What to work on
- A) Rewrite the Farmall BN thread between "Timmy: Sorry this" and "(Nov 14, 2006)", inclusive, with "auction" changed to "sale".
- B) In the Farmall BN thread, what auction price is given for the one BN listed in good condition?

Selected text
# Farmall BN



## TimmyATC (May 11, 2010)

Hello,
I am new to the tractor thing but have always wanted to own one. I recently saw a 1947 Farmall BN tractor for sale down the street from me. The tractor appears to be in pretty good condition. The paint looks new, but I did notice a few dings on the hood. It was listed as $1500. I was just curious what the going rate for a 1947 Farmall BN might be? Like I said, this would be my first tractor, so I guess would it also be a good first tractor. I am also interested in doing some restoration work if needed. Thanks!


----------



## keevel (Jul 21, 2009)

Timmy: Sorry this seems so late as a response, but here goes.... "Machinery Pete" in his book "RUST BOOK" relates the following auction prices (these are actual prices paid at auction)
3 Farmall BNs in _FAIR_ condition LOW = $700 High = $1050 . One BN was listed as _GOOD_ condition at $3600. Running condition is important if this is your 1st tractor restore. 
If you have the interest, almost all of the skills required for restoration can be learned as you go.
Hope this helps and good luck.


----------



## Hoodoo Valley (Nov 14, 2006)

TimmyATC said:


> Hello,
> I am new to the tractor thing but have always wanted to own one. I recently saw a 1947 Farmall BN tractor for sale down the street from me. The tractor appears to be in pretty good condition. The paint looks new, but I did notice a few dings on the hood. It was listed as $1500. I was just curious what the going rate for a 1947 Farmall BN might be? Like I said, this would be my first tractor, so I guess would it also be a good first tractor. I am also interested in doing some restoration work if needed. Thanks!


Did you get it?


----------



## ddrob2000 (Jul 6, 2014)

I recently bought a farmall bn in good running condition.. for $1100 
Is this a reasonable price ?


----------

Records provided
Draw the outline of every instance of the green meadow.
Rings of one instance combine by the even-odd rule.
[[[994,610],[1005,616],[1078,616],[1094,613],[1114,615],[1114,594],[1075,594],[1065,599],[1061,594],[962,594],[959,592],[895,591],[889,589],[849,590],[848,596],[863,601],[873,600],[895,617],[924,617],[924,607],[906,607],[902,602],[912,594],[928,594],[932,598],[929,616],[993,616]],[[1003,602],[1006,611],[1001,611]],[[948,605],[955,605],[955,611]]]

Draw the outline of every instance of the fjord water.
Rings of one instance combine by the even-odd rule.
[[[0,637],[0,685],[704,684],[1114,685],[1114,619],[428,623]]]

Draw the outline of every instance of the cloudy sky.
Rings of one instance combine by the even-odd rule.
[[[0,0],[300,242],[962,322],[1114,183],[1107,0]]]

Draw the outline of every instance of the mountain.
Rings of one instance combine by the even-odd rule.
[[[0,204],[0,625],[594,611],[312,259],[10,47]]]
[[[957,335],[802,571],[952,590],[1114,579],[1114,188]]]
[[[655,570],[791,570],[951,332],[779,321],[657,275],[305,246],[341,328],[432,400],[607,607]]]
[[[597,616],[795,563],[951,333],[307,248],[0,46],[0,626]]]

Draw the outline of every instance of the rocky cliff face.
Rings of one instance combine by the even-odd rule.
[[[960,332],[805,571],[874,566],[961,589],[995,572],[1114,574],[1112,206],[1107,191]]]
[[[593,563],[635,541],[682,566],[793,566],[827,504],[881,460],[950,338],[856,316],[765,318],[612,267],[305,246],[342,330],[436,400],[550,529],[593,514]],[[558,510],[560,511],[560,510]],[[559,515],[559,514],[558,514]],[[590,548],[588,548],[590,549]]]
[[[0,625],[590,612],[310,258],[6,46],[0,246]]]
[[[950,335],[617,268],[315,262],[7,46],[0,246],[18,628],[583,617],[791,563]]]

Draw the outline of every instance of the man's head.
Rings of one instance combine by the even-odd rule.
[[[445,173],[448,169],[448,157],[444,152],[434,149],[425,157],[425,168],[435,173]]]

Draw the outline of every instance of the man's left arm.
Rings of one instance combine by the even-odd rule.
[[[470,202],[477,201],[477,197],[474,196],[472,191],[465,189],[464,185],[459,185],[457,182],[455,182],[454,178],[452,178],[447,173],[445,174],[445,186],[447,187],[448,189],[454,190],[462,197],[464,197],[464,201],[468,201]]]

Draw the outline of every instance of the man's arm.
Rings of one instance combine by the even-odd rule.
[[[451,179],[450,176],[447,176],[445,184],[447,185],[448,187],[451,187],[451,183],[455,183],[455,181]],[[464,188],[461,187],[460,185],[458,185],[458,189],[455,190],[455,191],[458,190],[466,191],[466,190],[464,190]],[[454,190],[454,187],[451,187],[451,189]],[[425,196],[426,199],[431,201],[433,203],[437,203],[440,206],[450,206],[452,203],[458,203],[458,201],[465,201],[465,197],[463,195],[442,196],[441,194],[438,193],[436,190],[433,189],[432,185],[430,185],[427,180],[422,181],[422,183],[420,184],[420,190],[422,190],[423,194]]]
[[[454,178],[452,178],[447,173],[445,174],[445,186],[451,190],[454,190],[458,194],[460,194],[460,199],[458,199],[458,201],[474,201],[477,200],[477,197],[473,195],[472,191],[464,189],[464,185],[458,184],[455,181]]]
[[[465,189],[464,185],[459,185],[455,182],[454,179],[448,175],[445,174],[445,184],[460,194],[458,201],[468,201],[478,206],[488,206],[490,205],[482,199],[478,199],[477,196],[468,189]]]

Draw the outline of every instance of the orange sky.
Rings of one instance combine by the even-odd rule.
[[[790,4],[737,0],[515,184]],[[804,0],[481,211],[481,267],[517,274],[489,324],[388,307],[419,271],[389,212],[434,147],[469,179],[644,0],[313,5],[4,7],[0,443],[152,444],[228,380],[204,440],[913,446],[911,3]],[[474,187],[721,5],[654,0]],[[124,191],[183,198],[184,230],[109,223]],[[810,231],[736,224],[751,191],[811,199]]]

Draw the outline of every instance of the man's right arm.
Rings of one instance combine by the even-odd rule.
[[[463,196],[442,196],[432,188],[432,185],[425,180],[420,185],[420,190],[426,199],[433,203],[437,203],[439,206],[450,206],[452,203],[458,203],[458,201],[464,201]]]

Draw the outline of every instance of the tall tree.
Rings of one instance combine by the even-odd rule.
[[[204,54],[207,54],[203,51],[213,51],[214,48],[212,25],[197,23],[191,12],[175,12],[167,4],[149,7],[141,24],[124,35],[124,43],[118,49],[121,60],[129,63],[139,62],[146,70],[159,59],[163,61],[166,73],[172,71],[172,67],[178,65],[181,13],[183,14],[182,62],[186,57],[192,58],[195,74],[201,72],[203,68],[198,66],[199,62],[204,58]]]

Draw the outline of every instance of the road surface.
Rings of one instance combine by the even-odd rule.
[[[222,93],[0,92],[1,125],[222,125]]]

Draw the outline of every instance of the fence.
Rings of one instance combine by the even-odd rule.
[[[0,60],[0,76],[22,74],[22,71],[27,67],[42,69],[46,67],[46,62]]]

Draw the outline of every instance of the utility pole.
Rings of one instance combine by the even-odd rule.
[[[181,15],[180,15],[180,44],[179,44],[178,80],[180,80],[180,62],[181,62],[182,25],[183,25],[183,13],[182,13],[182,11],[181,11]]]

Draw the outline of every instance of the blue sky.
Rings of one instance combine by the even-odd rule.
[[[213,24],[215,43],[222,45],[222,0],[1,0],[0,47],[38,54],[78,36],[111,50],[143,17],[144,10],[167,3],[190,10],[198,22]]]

Solution list
- A)
Timmy: Sorry this seems so late as a response, but here goes.... "Machinery Pete" in his book "RUST BOOK" relates the following sale prices (these are actual prices paid at sale)
3 Farmall BNs in _FAIR_ condition LOW = $700 High = $1050 . One BN was listed as _GOOD_ condition at $3600. Running condition is important if this is your 1st tractor restore. 
If you have the interest, almost all of the skills required for restoration can be learned as you go.
Hope this helps and good luck.


----------



## Hoodoo Valley (Nov 14, 2006)

- B) $3600